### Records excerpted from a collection
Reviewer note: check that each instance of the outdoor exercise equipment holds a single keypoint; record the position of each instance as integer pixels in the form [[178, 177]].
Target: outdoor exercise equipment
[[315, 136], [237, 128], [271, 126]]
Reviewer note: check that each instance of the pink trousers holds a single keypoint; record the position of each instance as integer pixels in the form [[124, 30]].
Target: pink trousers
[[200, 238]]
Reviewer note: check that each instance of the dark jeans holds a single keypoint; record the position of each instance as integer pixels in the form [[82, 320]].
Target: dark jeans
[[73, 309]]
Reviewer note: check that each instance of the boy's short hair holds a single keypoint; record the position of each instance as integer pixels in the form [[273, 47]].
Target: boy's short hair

---

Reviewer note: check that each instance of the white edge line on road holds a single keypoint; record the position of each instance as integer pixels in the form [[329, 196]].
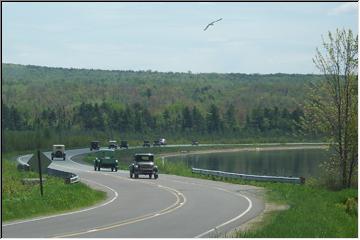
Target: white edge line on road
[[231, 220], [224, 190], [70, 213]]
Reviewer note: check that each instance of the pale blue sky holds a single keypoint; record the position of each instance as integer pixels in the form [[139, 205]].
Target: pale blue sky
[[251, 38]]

==

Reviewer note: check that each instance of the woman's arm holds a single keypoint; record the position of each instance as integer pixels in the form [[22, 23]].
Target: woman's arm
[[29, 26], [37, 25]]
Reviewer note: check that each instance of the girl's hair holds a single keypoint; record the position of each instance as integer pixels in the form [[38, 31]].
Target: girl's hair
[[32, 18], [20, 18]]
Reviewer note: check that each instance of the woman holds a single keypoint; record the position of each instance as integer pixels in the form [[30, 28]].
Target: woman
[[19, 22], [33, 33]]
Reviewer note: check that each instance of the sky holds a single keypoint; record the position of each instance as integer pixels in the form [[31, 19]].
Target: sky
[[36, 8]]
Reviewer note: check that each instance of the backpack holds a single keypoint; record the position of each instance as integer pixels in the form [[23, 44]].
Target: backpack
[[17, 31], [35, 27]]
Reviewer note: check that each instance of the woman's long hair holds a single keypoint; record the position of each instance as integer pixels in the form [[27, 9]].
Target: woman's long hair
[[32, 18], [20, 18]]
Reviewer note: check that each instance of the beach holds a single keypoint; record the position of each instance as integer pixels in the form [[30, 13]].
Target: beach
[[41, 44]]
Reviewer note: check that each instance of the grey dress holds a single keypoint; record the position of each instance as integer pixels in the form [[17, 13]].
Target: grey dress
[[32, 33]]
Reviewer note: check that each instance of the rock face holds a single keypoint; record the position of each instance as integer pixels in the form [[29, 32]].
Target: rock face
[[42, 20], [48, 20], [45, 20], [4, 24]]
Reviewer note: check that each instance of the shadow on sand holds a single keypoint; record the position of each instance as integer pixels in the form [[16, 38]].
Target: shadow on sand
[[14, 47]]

### Exercise details
Repeat word for word the lines starting with the one containing "Reviewer note: check that each instance of the outdoor" and ending with the one containing "Target: boy's short hair", both included.

### Solution to this task
Reviewer note: check that each instance of the outdoor exercise equipment holds a single keypoint; record the position of each instance as integer pixels in the form [[178, 177]].
Target: outdoor exercise equipment
[[315, 136], [237, 128], [271, 126]]
Reviewer note: check that each instance of the pink trousers holds a single keypoint; record the position of each instance as integer pixels in the form [[124, 30]].
Target: pink trousers
[[200, 238]]
Reviewer note: check that each instance of the dark jeans holds a single keypoint; record the position of each instance as integer pixels in the form [[82, 320]].
Target: dark jeans
[[73, 309]]
Reviewer note: check that each instance of the boy's short hair holds a single keypoint; record the position of each instance as integer pixels in the form [[273, 47]].
Target: boy's short hair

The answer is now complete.